* [Extrait du document]:
_ _ _ _

Mesdames et Messieurs,
Je souhaite présenter mes voeux les meilleurs pour 1994, pour vous, pour les vôtres, pour tous ceux qui vous sont chers.
Je voudrais aussi vous remercier d'être ici aujourd'hui. Vous exercez un métier difficile, vous avez le devoir de rechercher l'information, de l'analyser, de la commenter; d'une certaine manière, comme les hommes portiques, vous êtes soumis au feu et à la critique du public. Comme eux, vous cherchez à comprendre et à interpréter les événements.
Aujourd'hui l'année 1993 est achevée. Ce fut une année faite de contrastes, avec des satisfactions mais aussi des déceptions :
- satisfaction politique d'abord pour la majorité qui a connu un grand succès, jetant ainsi les bases d'une nouvelle cohabitation qui, jusqu'à aujourd'hui s'est bien déroulée ;
- réconfort, parce que nous avons réussi à enrayer la récession économique, ce qui est la condition indispensable à notre redémarrage ;
- réconfort, parce que nous avons réussi à engager le processus de maîtrise des finances publiques : voté à 317 Mds F, le collectif budgétaire a été exécuté à 317 Mds F ;
- réconfort, parce que les Français tout au long de cette année nous ont fait confiance, et que cette confiance, lis l'ont manifestée en particulier en faisant de l'emprunt du mois de juillet, le plus grand succès de l'histoire financière française ;
- réconfort, parce que nous avons jeté les bases de la politique qui permettra le sauvetage de la protection sociale à la française : je rappelle à cette occasion que pour la première fois depuis de très longues années, un gouvernement a osé s'attaquer aux problèmes de nos retraites.

_ _ _ _

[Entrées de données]

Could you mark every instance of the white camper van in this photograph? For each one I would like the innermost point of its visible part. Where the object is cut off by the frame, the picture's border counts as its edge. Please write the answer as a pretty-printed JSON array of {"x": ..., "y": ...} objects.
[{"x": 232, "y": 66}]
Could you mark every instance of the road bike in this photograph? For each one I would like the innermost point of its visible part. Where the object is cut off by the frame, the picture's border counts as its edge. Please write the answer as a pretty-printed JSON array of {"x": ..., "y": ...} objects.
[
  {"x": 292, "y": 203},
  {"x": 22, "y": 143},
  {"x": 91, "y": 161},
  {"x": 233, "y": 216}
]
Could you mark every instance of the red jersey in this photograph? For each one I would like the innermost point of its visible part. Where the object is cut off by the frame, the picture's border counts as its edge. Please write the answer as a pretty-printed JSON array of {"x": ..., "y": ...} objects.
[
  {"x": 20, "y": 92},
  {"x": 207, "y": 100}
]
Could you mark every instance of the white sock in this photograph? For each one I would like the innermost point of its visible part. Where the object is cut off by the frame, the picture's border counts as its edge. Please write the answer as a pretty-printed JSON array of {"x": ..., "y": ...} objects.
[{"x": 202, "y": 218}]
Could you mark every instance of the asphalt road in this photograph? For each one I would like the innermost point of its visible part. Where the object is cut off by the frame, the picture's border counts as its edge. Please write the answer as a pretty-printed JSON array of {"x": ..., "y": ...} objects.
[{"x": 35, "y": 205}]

_ _ _ _

* [Exercices proposés]:
1. D'après le discours, à quel montant le collectif budgétaire a-t-il été exécuté ?
2. Recopiez le discours à partir de « Je voudrais aussi » jusqu'à « interpréter les événements. » inclus.

* [Corrigés]:
1. À 317 Mds F.

2.
Je voudrais aussi vous remercier d'être ici aujourd'hui. Vous exercez un métier difficile, vous avez le devoir de rechercher l'information, de l'analyser, de la commenter; d'une certaine manière, comme les hommes portiques, vous êtes soumis au feu et à la critique du public. Comme eux, vous cherchez à comprendre et à interpréter les événements.